• TASK PROMPT: Put the data, starting at the line containing "Query: finger" and ending at the final line of the data, into a JSON list of strings with one string per line, omitting blank lines.

○ ○ ○ ○ ○

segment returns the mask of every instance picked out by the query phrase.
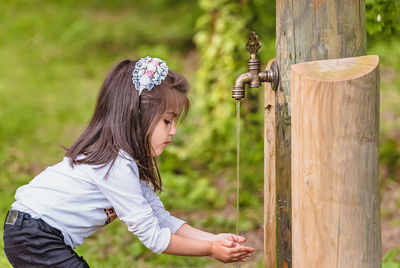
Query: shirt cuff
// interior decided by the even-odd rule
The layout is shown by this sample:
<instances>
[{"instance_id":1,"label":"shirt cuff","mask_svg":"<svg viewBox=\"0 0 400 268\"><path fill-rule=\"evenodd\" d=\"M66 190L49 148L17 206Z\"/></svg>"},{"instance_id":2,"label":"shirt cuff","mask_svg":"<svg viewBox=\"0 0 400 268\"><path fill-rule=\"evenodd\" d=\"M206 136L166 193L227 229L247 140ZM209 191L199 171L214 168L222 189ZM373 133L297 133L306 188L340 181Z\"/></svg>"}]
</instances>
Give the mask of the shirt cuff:
<instances>
[{"instance_id":1,"label":"shirt cuff","mask_svg":"<svg viewBox=\"0 0 400 268\"><path fill-rule=\"evenodd\" d=\"M161 240L160 245L157 248L150 248L150 250L156 254L163 253L168 248L169 243L171 242L171 232L168 229L161 229L161 233L163 239Z\"/></svg>"},{"instance_id":2,"label":"shirt cuff","mask_svg":"<svg viewBox=\"0 0 400 268\"><path fill-rule=\"evenodd\" d=\"M174 216L169 216L168 219L160 222L161 228L168 228L171 233L175 234L178 229L186 222Z\"/></svg>"}]
</instances>

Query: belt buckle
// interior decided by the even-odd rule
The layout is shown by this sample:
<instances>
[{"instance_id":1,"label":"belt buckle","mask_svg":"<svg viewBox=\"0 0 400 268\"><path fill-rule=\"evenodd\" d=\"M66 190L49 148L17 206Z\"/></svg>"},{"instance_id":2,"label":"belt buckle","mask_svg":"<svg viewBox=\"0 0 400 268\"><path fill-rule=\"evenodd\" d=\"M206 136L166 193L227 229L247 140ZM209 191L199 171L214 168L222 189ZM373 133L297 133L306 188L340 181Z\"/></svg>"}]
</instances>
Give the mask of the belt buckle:
<instances>
[{"instance_id":1,"label":"belt buckle","mask_svg":"<svg viewBox=\"0 0 400 268\"><path fill-rule=\"evenodd\" d=\"M14 225L15 222L18 219L18 211L17 210L10 210L8 212L7 218L6 218L6 224Z\"/></svg>"}]
</instances>

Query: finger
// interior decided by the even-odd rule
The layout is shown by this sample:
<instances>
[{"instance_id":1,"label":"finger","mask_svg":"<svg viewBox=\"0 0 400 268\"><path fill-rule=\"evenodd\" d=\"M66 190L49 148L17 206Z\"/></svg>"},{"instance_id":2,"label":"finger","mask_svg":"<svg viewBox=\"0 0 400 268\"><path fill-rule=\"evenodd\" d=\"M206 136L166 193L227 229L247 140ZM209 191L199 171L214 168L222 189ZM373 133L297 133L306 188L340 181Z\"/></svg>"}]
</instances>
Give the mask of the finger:
<instances>
[{"instance_id":1,"label":"finger","mask_svg":"<svg viewBox=\"0 0 400 268\"><path fill-rule=\"evenodd\" d=\"M240 236L240 235L234 235L235 236L235 239L237 240L237 242L239 242L239 243L244 243L244 242L246 242L246 237L244 237L244 236Z\"/></svg>"},{"instance_id":2,"label":"finger","mask_svg":"<svg viewBox=\"0 0 400 268\"><path fill-rule=\"evenodd\" d=\"M238 252L238 253L232 253L231 256L234 258L244 258L244 257L251 257L252 253L248 252Z\"/></svg>"},{"instance_id":3,"label":"finger","mask_svg":"<svg viewBox=\"0 0 400 268\"><path fill-rule=\"evenodd\" d=\"M219 243L219 244L220 244L221 246L228 247L228 248L233 248L233 247L236 246L236 243L235 243L235 242L229 241L229 240L220 240L220 243Z\"/></svg>"},{"instance_id":4,"label":"finger","mask_svg":"<svg viewBox=\"0 0 400 268\"><path fill-rule=\"evenodd\" d=\"M245 246L237 246L233 249L233 252L245 252L245 253L250 253L250 252L254 252L254 248L250 248L250 247L245 247Z\"/></svg>"}]
</instances>

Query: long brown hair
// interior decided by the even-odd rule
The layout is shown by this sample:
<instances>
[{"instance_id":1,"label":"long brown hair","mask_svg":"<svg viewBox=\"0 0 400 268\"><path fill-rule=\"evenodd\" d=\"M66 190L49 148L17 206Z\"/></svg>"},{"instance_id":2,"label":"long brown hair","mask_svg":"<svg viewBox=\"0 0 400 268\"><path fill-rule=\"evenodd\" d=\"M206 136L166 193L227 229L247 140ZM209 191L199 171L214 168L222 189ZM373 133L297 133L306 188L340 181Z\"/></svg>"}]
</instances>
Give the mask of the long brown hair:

○ ○ ○ ○ ○

• WRITTEN RESPONSE:
[
  "Query: finger",
  "// interior decided by the even-odd rule",
  "The layout is shown by this sample:",
  "<instances>",
  "[{\"instance_id\":1,\"label\":\"finger\",\"mask_svg\":\"<svg viewBox=\\\"0 0 400 268\\\"><path fill-rule=\\\"evenodd\\\" d=\\\"M66 190L49 148L17 206Z\\\"/></svg>\"},{\"instance_id\":2,\"label\":\"finger\",\"mask_svg\":\"<svg viewBox=\\\"0 0 400 268\\\"><path fill-rule=\\\"evenodd\\\" d=\\\"M206 136L166 193L227 229L247 140ZM209 191L199 171L214 168L222 189ZM373 133L297 133L306 188L340 181Z\\\"/></svg>\"}]",
  "</instances>",
  "Give the mask of the finger:",
  "<instances>",
  "[{\"instance_id\":1,\"label\":\"finger\",\"mask_svg\":\"<svg viewBox=\\\"0 0 400 268\\\"><path fill-rule=\\\"evenodd\\\" d=\\\"M240 236L240 235L234 235L235 236L235 239L237 240L237 242L239 242L239 243L244 243L244 242L246 242L246 237L244 237L244 236Z\\\"/></svg>\"},{\"instance_id\":2,\"label\":\"finger\",\"mask_svg\":\"<svg viewBox=\\\"0 0 400 268\\\"><path fill-rule=\\\"evenodd\\\" d=\\\"M238 252L238 253L232 253L231 256L234 258L244 258L244 257L251 257L252 253L248 252Z\\\"/></svg>\"},{\"instance_id\":3,\"label\":\"finger\",\"mask_svg\":\"<svg viewBox=\\\"0 0 400 268\\\"><path fill-rule=\\\"evenodd\\\" d=\\\"M219 243L219 244L220 244L221 246L228 247L228 248L233 248L233 247L236 246L236 243L235 243L235 242L229 241L229 240L220 240L220 243Z\\\"/></svg>\"},{\"instance_id\":4,\"label\":\"finger\",\"mask_svg\":\"<svg viewBox=\\\"0 0 400 268\\\"><path fill-rule=\\\"evenodd\\\" d=\\\"M245 246L237 246L233 249L233 252L245 252L245 253L250 253L250 252L254 252L254 248L250 248L250 247L245 247Z\\\"/></svg>\"}]",
  "</instances>",
  "Query: long brown hair",
  "// interior decided by the even-odd rule",
  "The layout is shown by this sample:",
  "<instances>",
  "[{\"instance_id\":1,\"label\":\"long brown hair\",\"mask_svg\":\"<svg viewBox=\\\"0 0 400 268\\\"><path fill-rule=\\\"evenodd\\\" d=\\\"M66 190L49 148L17 206Z\\\"/></svg>\"},{\"instance_id\":2,\"label\":\"long brown hair\",\"mask_svg\":\"<svg viewBox=\\\"0 0 400 268\\\"><path fill-rule=\\\"evenodd\\\" d=\\\"M206 136L166 193L227 229L247 140ZM209 191L199 171L214 168L222 189ZM373 133L297 133L306 188L340 181Z\\\"/></svg>\"}]",
  "</instances>",
  "Give the mask of the long brown hair:"
]